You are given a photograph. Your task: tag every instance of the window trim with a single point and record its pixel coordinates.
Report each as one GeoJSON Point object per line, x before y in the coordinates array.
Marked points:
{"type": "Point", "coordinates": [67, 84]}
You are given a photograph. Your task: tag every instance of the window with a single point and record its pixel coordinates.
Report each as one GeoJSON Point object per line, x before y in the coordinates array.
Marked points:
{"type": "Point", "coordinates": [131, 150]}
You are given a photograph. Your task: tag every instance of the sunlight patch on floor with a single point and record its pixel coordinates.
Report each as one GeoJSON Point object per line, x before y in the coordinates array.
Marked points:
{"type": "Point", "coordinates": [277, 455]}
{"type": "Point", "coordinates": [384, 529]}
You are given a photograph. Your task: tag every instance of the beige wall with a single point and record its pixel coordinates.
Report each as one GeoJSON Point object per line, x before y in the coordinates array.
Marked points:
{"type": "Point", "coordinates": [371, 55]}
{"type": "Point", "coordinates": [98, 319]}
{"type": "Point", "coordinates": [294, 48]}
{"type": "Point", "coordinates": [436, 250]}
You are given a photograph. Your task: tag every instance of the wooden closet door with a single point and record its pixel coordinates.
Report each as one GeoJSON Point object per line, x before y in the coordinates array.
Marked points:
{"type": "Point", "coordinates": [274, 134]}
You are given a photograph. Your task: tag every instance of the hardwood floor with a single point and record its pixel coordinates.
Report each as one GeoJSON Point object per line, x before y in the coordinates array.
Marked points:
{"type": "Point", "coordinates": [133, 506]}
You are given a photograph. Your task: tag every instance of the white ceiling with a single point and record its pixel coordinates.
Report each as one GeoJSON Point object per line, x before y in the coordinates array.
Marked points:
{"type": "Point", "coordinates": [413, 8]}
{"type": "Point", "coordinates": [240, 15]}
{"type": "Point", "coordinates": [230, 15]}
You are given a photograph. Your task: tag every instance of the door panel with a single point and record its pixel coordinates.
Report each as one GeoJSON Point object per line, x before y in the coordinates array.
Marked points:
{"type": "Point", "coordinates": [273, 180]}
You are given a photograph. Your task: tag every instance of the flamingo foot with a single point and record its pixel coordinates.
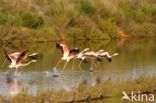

========================================

> _What the task requires_
Give back the whole of the material exactly, with the pictures removed.

> _Your response_
You are given a photograph. Your task: tag every instance of the window trim with a single point and record its pixel coordinates.
Report each as one GeoJSON Point object per line, x before y in the coordinates array.
Marked points:
{"type": "Point", "coordinates": [67, 84]}
You are given a photograph. Your task: tag every instance of the window with a single point and record its pixel coordinates.
Report each as one GeoJSON Point object per line, x before y in the coordinates array.
Marked points:
{"type": "Point", "coordinates": [131, 150]}
You are given a photograph. Your task: tag every instance of the sunlight patch on floor with a single point and record its pixel coordinates.
Report each as one GeoJSON Point object per line, x before y in the coordinates array.
Marked points:
{"type": "Point", "coordinates": [277, 455]}
{"type": "Point", "coordinates": [384, 529]}
You are given a photograph. Your task: tag every instance of the beige wall with a single point and record its pixel coordinates.
Report each as one GeoJSON Point object per line, x before y in the coordinates array.
Marked points:
{"type": "Point", "coordinates": [371, 55]}
{"type": "Point", "coordinates": [98, 319]}
{"type": "Point", "coordinates": [294, 48]}
{"type": "Point", "coordinates": [436, 250]}
You are given a photograph. Your task: tag every instance of the wooden closet door with a single point and record its pixel coordinates.
Report each as one GeoJSON Point object per line, x before y in the coordinates array.
Marked points:
{"type": "Point", "coordinates": [274, 134]}
You are given a photograph. Your task: tag every instance of the hardwood floor with a single point and record its pixel coordinates.
Report each as one GeoJSON Point object per line, x before y in the coordinates array.
Marked points:
{"type": "Point", "coordinates": [133, 506]}
You are given a photograph. Your task: tag every instance of the white ceiling with a single point and record its pixel coordinates.
Report each as one GeoJSON Point object per line, x before y in the coordinates array.
Marked points:
{"type": "Point", "coordinates": [413, 8]}
{"type": "Point", "coordinates": [240, 15]}
{"type": "Point", "coordinates": [230, 15]}
You are given a photograph. Your task: tag every instance of the door panel with a single point and record its pixel coordinates.
Report each as one GeoJSON Point object per line, x before y in the coordinates array.
Marked points:
{"type": "Point", "coordinates": [273, 180]}
You are given a photograph. Your task: tag every instance of the flamingo foot with a single point and record its pixel coordinates.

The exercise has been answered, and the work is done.